Laut Schätzungen eines Beratungs- und Investmentbanker-Unternehmens haben elf Millionen Haushalte zu befürchten, dass ihnen in den nächsten vier Monaten Räumungsbescheide ins Haus flattern. Bittere Aussichten prophezeit Barry Grey in der deutschen Ausgabe des WSWS
Die Streichung oder Kürzung des Zuschusses zur Arbeitslosenhilfe wird zu einem deutlichen Anstieg von Hunger und sogar dem Hungertod in den USA führen. Bereits jetzt gehen fast 40 Millionen Menschen davon aus, sich ihre nächste Miete oder Hypothekenzahlung nicht leisten zu können. In der Woche, die am 21. Juli endete, erklärten fast 30 Millionen Menschen, sie hätten nicht genug zu essen gehabt.
Barry Grey
Man kann sich über diese düstere Prognose streiten, auch darüber, ob die unterschiedlichen Verhandlungspositionen zwischen Demokraten und Republikanern zur Fortsetzung der Corona-Ausnahmehilfen, die der Bericht von Barry Grey auch wiedergibt, politisch wirklich in ein- und denselben Klasseneintopf gehören.
Aber zur Wirklichkeit gehört, worauf im englisch-sprachigen Bericht der sozialistischen Webseite aufmerksam gemacht wird: Dass der Durchschnittsabgeordnete im US-Kongress Millionär ist. Daraus ergibt sich ein anderer Blick auf die Härten, die die Massen treffen, so die Website.

——————

§ **Aufgabe A**
Nennen Sie alle Zahlenangaben aus dem Text über drohende Räumungen und Hunger in den USA, die beziffern, wie viele Haushalte oder Menschen betroffen sind.
§ **Aufgabe B**
Schreiben Sie den Text über drohende Räumungen und Hunger in den USA im Anschluss an seinen letzten Satz weiter.

§ **Datensätze**
——————

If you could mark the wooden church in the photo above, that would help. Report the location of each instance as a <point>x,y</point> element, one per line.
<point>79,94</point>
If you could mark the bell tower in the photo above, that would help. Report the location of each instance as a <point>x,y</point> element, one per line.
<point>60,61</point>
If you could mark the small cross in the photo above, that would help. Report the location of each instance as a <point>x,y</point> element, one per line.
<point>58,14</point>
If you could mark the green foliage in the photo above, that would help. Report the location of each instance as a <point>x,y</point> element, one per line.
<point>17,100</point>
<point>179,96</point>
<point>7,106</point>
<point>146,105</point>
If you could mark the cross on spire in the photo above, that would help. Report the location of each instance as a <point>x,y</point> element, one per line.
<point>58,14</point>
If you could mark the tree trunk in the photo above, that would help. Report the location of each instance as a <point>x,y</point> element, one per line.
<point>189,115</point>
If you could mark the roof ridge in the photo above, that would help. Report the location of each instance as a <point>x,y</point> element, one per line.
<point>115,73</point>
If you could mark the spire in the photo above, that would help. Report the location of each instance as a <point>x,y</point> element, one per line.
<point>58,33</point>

——————

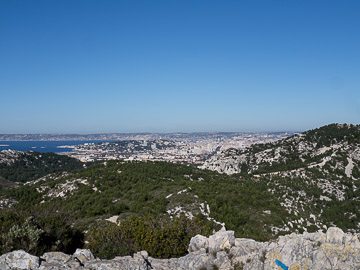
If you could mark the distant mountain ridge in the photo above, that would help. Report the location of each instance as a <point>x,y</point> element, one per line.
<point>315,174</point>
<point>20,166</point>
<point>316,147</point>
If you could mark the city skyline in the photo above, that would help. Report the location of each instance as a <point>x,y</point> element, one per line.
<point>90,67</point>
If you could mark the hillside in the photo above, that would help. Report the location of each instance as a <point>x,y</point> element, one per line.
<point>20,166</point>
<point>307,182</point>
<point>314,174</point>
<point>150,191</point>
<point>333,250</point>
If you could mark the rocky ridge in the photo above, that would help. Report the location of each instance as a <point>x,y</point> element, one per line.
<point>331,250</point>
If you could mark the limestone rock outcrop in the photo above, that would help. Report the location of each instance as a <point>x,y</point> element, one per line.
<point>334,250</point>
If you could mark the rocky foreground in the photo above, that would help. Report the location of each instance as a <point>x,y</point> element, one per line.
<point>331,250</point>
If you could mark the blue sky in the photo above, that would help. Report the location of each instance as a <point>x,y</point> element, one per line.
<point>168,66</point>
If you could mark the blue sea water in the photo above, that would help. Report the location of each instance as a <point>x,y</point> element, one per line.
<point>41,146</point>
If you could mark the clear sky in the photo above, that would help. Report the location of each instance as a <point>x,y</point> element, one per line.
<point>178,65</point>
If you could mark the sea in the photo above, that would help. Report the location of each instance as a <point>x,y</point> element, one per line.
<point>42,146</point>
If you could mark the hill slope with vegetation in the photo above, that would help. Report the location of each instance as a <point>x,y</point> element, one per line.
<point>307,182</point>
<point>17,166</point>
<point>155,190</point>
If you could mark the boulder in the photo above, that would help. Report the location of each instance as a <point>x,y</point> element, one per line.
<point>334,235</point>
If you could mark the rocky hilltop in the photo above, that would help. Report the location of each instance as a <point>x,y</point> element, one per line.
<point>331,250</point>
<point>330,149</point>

——————

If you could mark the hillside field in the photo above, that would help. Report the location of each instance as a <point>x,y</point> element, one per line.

——————

§ **Antwort A**
- elf Millionen Haushalte
- fast 40 Millionen Menschen
- fast 30 Millionen Menschen

§ **Antwort B**
Der durchschnittliche Kongressabgeordnete verspüre da nicht die leichteste Beunruhigung oder Anteilnahme, die die Kürzung der Extrazahlungen für die Arbeitslosenunterstützung für die Massen bedeute, so sieht es Patrick Martin. Er hat auch ein passendes Exempel für seine These, nämlich den US-Finanzminister Steven Mnuchin, der die Millionen Arbeitslosen als eine Herde behandelt und über einen Kamm schert.
Das Arbeitslosen-Extrageld sei "overpaid", so Multimillionär Mnuchkin. Es würde die Arbeitslosen nur von der Arbeit abhalten, weniger Hilfe sei genau der Anreiz, den sie nötig haben, in diesem Sinne äußerte sich Mnuchin bereits mehrmals und mit dieser Ansicht, die als Härte/Anreiz-Prinzip weltweit verbreitet ist, steht er nicht alleine, schon gar nicht in den USA.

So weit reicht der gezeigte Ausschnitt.